EXTRACT TO READ:
Hi Paul,
I don't have personal experience with the approach described in [TM1] "Bayesian inference with optimal maps", but here are my insights with regard to map composition and tempering. In the following I assume that you have whitened the posterior, so that the prior distribution is a Standard Normal and tempering is applied to the whitened likelihood (either by noise covariance progression, data injection or forward accuracy).
- I would say that the progression of the noise covariance should be slow enough so that at each step the map is able to capture most of the relation between reference (Standard Normal) and the tempered posterior. You should measure this using the variance diagnostic.
- Regarding computational cost: if the maps are simple enough (at least order two or three for accuracy) then the approach can result in something more efficient than directly computing a transport map of high-order. You can think to the final map as many layer of a neural network with each layer corresponding to a map in the composition. This can help explain the expressivity of the representation. On the upside, of using compositions of monotone triangular maps is that the transformation is invertible (a property sometimes needed).

Dataset entries:

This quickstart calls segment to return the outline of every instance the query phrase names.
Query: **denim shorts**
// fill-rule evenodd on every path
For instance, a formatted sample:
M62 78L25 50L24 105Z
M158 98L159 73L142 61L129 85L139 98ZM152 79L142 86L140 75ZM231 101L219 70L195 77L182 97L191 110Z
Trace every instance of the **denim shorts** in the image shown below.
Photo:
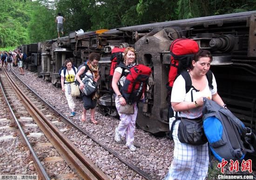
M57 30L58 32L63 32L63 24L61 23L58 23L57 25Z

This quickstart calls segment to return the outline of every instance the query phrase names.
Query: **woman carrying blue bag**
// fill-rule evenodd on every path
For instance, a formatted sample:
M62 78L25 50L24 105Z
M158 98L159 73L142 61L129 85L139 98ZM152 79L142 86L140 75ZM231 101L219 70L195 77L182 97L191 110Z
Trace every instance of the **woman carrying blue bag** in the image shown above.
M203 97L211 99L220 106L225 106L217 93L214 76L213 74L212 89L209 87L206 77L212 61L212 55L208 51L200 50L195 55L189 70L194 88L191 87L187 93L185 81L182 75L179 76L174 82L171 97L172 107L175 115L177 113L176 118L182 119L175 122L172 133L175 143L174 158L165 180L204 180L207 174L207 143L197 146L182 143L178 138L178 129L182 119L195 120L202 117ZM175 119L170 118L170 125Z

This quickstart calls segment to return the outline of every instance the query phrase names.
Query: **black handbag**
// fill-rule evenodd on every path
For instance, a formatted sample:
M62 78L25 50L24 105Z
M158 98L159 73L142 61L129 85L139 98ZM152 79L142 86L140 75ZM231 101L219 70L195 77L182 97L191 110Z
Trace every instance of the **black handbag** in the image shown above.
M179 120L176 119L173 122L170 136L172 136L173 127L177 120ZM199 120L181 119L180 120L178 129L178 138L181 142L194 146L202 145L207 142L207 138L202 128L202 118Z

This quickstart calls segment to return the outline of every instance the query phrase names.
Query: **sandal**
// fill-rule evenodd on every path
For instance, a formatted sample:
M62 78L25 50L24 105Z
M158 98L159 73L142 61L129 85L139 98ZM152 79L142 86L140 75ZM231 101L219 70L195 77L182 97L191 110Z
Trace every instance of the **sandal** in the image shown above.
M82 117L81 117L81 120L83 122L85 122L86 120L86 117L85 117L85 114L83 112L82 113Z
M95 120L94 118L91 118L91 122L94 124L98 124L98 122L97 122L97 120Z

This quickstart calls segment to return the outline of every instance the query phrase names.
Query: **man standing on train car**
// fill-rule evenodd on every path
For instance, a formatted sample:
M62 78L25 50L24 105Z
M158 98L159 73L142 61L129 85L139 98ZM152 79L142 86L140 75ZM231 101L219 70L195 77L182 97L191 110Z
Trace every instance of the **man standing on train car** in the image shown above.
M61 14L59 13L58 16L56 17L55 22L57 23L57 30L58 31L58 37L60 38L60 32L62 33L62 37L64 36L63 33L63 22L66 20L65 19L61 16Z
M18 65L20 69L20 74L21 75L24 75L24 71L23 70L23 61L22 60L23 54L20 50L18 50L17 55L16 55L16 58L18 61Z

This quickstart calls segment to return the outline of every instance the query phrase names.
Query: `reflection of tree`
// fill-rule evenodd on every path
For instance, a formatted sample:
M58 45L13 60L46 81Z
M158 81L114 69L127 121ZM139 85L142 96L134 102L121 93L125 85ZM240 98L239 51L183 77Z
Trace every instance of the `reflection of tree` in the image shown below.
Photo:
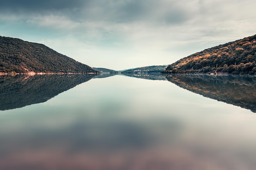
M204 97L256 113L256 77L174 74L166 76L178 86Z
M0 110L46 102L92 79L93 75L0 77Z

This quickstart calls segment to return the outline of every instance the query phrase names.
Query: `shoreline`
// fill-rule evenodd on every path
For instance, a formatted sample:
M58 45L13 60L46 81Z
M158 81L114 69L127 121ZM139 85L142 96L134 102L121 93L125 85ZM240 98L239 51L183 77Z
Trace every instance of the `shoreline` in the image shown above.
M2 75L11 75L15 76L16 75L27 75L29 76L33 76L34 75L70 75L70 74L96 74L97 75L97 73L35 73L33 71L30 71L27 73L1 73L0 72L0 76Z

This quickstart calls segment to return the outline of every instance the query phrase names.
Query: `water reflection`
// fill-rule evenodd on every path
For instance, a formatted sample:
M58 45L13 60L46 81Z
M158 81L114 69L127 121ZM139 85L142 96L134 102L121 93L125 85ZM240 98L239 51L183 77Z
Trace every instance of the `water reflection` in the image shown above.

SET OF TASKS:
(1) For each statement, say whether it agrees with the reply on map composition and tempering, answering yes or no and quoting the words of the reply that decide it. (a) The writer has personal experience with the approach described in "Bayesian inference with optimal maps." (b) The variance diagnostic is recommended for checking whether each map captures the relation between reference and tempered posterior. (c) The final map can be pictured as the layers of a neural network, with each layer being one map in the composition.
(2) Carry on the reply on map composition and tempering, beginning after its last sentence.

ANSWERS TO THIS EXERCISE:
(1)
(a) No: "I don't have personal experience with the approach described in [TM1]"
(b) Yes: "You should measure this using the variance diagnostic."
(c) Yes: "You can think to the final map as many layer of a neural network with each layer corresponding to a map in the composition."

(2)
- The composition of maps should take the prior/reference \(\nu_\rho\) to posterior \(\nu_\pi\) progressively, but it should not result in the "optimal composition" due to the inherent sequential construction. One could correct the maps in a final sweep over the maps to improve them, e.g. solving the \(n\) problems:
\[ T_i = \arg\min_{T\in \mathcal{T}_>} \mathcal{D}_{\text{KL}}\left( (T_1\circ T_{i-1})_\sharp \nu_\rho \middle\Vert T^\sharp (T_{i+1}\circ T_n)^\sharp \nu_\pi \right) \]
warm started at the \(T_i\) already learned through the tempering procedure.
Can you clarify what you mean with "first map to get low-rank coupling"? Do you mean to find the rotation such that the next maps become the identity almost everywhere (like Likelihood Informed sub-spaces or Active sub-spaces)?
Also what do you mean with "unscaled"? Usually the scaling problem can arise when one tries to find
maps from samples not when constructing
maps from densities . So using a linear map at the beginning is not strictly necessary, but it shouldn't hurt either.
I hope to have addressed some of your questions.
I will try to gather more insights from my collegues in the coming days.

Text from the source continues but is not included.